| AIM OF THE TASK |
Reproduce each of the following lines verbatim, from first to last.

| EXTRACTED ENTRIES |
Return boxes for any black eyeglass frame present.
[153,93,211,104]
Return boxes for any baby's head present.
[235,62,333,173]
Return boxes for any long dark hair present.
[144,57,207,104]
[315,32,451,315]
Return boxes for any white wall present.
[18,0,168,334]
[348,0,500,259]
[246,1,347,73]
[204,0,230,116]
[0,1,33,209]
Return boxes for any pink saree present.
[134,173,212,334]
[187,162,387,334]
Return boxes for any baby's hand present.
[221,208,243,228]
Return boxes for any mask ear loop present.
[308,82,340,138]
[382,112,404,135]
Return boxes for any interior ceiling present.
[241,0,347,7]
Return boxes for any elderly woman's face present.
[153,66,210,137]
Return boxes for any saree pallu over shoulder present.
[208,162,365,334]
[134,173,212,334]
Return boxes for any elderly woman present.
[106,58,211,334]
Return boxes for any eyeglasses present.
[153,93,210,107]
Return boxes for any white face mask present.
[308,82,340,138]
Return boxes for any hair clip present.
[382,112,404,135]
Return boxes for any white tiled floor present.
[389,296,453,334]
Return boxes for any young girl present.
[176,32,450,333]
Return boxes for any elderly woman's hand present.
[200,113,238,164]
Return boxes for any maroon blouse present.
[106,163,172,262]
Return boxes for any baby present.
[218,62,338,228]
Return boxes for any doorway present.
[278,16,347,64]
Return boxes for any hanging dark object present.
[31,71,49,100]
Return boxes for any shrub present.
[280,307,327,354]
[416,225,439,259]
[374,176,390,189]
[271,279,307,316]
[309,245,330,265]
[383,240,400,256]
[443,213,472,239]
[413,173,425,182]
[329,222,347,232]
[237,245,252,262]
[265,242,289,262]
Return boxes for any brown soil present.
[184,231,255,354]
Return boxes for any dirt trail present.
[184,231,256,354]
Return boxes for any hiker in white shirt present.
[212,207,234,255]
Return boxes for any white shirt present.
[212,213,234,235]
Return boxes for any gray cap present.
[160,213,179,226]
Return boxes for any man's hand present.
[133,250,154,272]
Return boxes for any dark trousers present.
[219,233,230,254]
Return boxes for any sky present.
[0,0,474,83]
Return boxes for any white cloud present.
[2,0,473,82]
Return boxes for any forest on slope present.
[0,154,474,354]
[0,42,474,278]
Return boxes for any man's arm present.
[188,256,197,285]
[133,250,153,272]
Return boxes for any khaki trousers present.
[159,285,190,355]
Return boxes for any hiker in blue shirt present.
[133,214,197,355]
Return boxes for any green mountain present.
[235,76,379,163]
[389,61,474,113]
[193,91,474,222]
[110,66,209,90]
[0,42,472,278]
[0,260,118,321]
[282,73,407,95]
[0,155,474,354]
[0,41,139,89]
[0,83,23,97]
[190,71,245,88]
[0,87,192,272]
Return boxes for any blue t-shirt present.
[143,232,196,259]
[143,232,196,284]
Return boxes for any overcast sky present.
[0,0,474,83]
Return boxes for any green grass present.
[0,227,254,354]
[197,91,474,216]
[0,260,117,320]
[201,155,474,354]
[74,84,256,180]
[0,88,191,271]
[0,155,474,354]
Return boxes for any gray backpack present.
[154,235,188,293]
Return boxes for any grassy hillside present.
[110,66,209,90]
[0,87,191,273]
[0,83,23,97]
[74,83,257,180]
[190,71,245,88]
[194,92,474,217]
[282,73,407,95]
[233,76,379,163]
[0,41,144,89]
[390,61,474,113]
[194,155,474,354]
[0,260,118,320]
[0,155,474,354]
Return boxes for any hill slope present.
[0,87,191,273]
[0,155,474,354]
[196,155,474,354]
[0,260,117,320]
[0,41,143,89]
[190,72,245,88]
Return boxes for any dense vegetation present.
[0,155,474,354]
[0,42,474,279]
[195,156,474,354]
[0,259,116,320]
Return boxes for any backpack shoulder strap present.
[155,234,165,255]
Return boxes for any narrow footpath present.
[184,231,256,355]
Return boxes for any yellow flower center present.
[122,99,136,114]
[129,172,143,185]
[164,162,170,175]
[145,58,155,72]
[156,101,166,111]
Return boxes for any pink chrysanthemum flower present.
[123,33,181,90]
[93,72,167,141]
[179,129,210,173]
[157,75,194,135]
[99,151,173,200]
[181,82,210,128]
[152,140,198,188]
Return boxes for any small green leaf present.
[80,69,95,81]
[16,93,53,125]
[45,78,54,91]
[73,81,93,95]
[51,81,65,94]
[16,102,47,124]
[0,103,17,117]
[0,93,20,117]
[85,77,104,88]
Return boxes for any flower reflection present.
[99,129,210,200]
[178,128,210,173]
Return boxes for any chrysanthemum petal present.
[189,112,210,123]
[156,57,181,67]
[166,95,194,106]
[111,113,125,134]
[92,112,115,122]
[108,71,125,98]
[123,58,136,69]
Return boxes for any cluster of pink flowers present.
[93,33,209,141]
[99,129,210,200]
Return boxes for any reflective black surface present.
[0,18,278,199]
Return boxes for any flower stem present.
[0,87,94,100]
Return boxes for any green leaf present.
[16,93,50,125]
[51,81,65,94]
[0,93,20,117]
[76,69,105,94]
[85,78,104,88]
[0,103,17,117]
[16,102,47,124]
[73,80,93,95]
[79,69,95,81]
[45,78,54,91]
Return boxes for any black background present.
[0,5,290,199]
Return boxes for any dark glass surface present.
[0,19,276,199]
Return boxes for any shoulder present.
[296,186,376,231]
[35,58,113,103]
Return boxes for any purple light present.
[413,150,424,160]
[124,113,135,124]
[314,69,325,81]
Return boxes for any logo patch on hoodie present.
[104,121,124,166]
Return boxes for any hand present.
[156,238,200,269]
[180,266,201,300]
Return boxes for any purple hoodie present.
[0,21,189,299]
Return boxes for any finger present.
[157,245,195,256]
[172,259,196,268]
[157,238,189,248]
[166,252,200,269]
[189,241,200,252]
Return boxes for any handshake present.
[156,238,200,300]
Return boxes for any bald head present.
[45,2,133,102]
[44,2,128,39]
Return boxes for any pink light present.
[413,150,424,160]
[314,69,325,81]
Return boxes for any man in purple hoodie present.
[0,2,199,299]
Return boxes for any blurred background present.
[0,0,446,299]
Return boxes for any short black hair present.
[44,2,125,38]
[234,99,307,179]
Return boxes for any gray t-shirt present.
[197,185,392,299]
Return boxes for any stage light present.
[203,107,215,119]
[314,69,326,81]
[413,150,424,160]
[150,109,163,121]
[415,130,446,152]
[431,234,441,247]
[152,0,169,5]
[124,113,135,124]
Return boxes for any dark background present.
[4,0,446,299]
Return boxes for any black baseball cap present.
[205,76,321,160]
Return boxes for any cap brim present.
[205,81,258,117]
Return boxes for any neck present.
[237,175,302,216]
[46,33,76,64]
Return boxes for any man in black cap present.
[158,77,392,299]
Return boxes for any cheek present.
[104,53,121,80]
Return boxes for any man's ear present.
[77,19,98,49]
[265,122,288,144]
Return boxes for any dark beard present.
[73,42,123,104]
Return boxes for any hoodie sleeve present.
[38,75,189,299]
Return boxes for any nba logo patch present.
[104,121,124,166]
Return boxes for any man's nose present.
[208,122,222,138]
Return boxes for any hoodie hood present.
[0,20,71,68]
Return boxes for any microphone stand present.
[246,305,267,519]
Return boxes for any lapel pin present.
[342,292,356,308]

| THE COMPLETED TASK |
Return boxes for any black eyeglass frame present.
[153,93,211,104]
Return boxes for any baby's head present.
[235,62,333,173]
Return boxes for any long dark hair present.
[144,57,207,104]
[315,32,451,315]
Return boxes for any white wall present.
[18,0,168,334]
[348,0,500,259]
[246,1,347,73]
[204,0,230,116]
[0,1,33,209]
Return boxes for any pink saree present.
[134,173,212,334]
[187,162,387,334]
Return boxes for any baby's hand present.
[221,208,243,228]
Return boxes for any mask ear loop present.
[308,82,340,138]
[382,112,404,135]
Return boxes for any interior ceiling present.
[241,0,347,7]
Return boxes for any elderly woman's face present.
[153,66,210,137]
Return boxes for any saree pallu over shoulder present.
[208,162,365,334]
[134,173,212,334]
Return boxes for any elderly woman present.
[106,58,211,334]
Return boxes for any eyeglasses present.
[153,93,210,107]
Return boxes for any white face mask present.
[308,82,340,138]
Return boxes for any hair clip present.
[382,112,404,135]
Return boxes for any white tiled floor present.
[389,296,453,334]
Return boxes for any young girl present.
[176,32,450,333]
Return boxes for any elderly woman's hand present.
[200,113,238,164]
Return boxes for any maroon blouse present.
[106,163,172,262]
Return boxes for any baby present.
[218,62,338,228]
Return boxes for any doorway present.
[278,16,347,64]
Return boxes for any hanging dark object present.
[31,71,49,100]
Return boxes for any shrub present.
[280,307,327,354]
[416,225,439,259]
[374,176,390,189]
[271,279,307,316]
[309,245,330,265]
[383,240,400,256]
[443,213,472,239]
[413,173,425,182]
[329,222,347,232]
[237,245,252,262]
[265,242,289,262]
Return boxes for any brown soil present.
[184,231,255,354]
Return boxes for any dirt trail present.
[184,231,256,354]
Return boxes for any hiker in white shirt present.
[212,207,234,255]
Return boxes for any white shirt present.
[212,213,234,235]
Return boxes for any gray cap present.
[160,213,179,226]
Return boxes for any man's hand present.
[133,250,154,272]
Return boxes for any dark trousers present.
[219,233,230,254]
Return boxes for any sky present.
[0,0,474,83]
Return boxes for any white cloud present.
[2,0,473,82]
Return boxes for any forest on slope present.
[0,154,474,354]
[0,42,474,278]
Return boxes for any man's arm present.
[188,256,197,285]
[133,250,153,272]
Return boxes for any khaki trousers present.
[159,285,190,355]
Return boxes for any hiker in blue shirt present.
[133,214,197,355]
Return boxes for any green mountain present.
[235,76,379,163]
[389,61,474,113]
[193,91,474,222]
[110,66,209,90]
[0,42,472,278]
[0,260,118,321]
[282,73,407,95]
[0,155,474,354]
[0,41,139,89]
[0,83,23,97]
[190,71,245,88]
[0,87,192,272]
Return boxes for any blue t-shirt present.
[143,232,196,259]
[143,232,196,284]
Return boxes for any overcast sky present.
[0,0,474,83]
Return boxes for any green grass present.
[0,227,254,354]
[197,91,474,216]
[0,260,117,320]
[201,155,474,354]
[74,84,256,180]
[0,88,191,271]
[0,155,474,354]
Return boxes for any gray backpack present.
[154,235,188,293]
Return boxes for any grassy hillside present.
[110,66,209,90]
[0,87,191,273]
[0,83,23,97]
[74,83,257,180]
[190,71,245,88]
[194,92,474,217]
[282,73,407,95]
[233,76,379,163]
[0,41,144,89]
[390,61,474,113]
[194,155,474,354]
[0,260,118,320]
[0,155,474,354]
Return boxes for any hill slope present.
[0,87,191,273]
[0,155,474,354]
[196,155,474,354]
[0,260,117,320]
[0,41,143,89]
[190,72,245,88]
Return boxes for any dense vegetation present.
[0,155,474,354]
[0,42,474,279]
[195,156,474,354]
[0,259,116,320]
Return boxes for any backpack shoulder strap present.
[155,234,165,255]
Return boxes for any narrow footpath present.
[184,231,256,355]
Return boxes for any yellow flower center present.
[122,99,136,114]
[129,172,143,185]
[164,162,170,175]
[145,58,155,72]
[156,101,166,111]
Return boxes for any pink chrysanthemum flower present.
[123,33,181,90]
[93,72,167,141]
[179,129,210,173]
[157,75,194,135]
[99,151,173,200]
[181,82,210,128]
[152,140,198,188]
Return boxes for any small green leaf present.
[80,69,95,81]
[16,93,53,125]
[45,78,54,91]
[73,81,93,95]
[51,81,65,94]
[16,102,47,124]
[0,103,17,117]
[0,93,20,117]
[85,77,104,88]
Return boxes for any flower reflection present.
[99,129,210,200]
[178,128,210,173]
Return boxes for any chrysanthemum petal present.
[189,112,210,123]
[156,57,181,67]
[166,95,194,106]
[111,113,125,134]
[92,112,115,122]
[108,71,125,98]
[123,58,136,69]
Return boxes for any cluster of pink flowers present.
[93,33,209,141]
[99,129,210,200]
Return boxes for any reflective black surface present.
[0,18,278,199]
Return boxes for any flower stem present.
[0,87,94,100]
Return boxes for any green leaf present.
[16,93,50,125]
[51,81,65,94]
[0,93,20,117]
[76,69,105,94]
[85,78,104,88]
[0,103,17,117]
[16,102,47,124]
[73,80,93,95]
[79,69,95,81]
[45,78,54,91]
Return boxes for any black background present.
[0,5,290,199]
Return boxes for any dark glass surface present.
[0,19,276,199]
Return boxes for any shoulder present.
[296,186,376,231]
[35,58,113,103]
Return boxes for any purple light present.
[413,150,424,160]
[124,113,135,124]
[314,69,325,81]
Return boxes for any logo patch on hoodie present.
[104,121,124,166]
Return boxes for any hand present.
[156,238,200,269]
[180,266,201,300]
Return boxes for any purple hoodie present.
[0,21,189,299]
Return boxes for any finger present.
[157,245,195,256]
[172,259,196,268]
[157,238,189,248]
[166,252,200,269]
[189,241,200,252]
Return boxes for any handshake present.
[156,238,200,300]
Return boxes for any bald head present.
[45,2,133,102]
[44,2,128,39]
Return boxes for any pink light present.
[413,150,424,160]
[314,69,325,81]
Return boxes for any man in purple hoodie present.
[0,2,199,299]
Return boxes for any blurred background present.
[0,0,446,299]
Return boxes for any short black hair present.
[44,2,125,38]
[234,99,307,179]
Return boxes for any gray t-shirt present.
[197,185,392,299]
Return boxes for any stage light present.
[203,107,215,119]
[314,69,326,81]
[413,150,424,160]
[150,109,163,121]
[415,130,446,152]
[431,234,441,247]
[152,0,169,5]
[124,113,135,124]
Return boxes for any dark background present.
[4,0,446,299]
Return boxes for any black baseball cap present.
[205,76,321,160]
Return boxes for any cap brim present.
[205,81,258,117]
Return boxes for any neck present.
[237,175,302,216]
[46,33,76,64]
Return boxes for any man in black cap present.
[158,77,392,299]
Return boxes for any cheek present.
[104,53,121,80]
Return boxes for any man's ear present.
[77,19,98,49]
[265,122,288,144]
Return boxes for any dark beard present.
[73,42,123,104]
Return boxes for any hoodie sleeve present.
[38,75,189,299]
Return boxes for any nba logo patch present.
[104,121,124,166]
Return boxes for any man's nose present.
[208,122,222,138]
Return boxes for any hoodie hood present.
[0,20,71,68]
Return boxes for any microphone stand present.
[246,305,267,519]
Return boxes for any lapel pin present.
[342,292,356,308]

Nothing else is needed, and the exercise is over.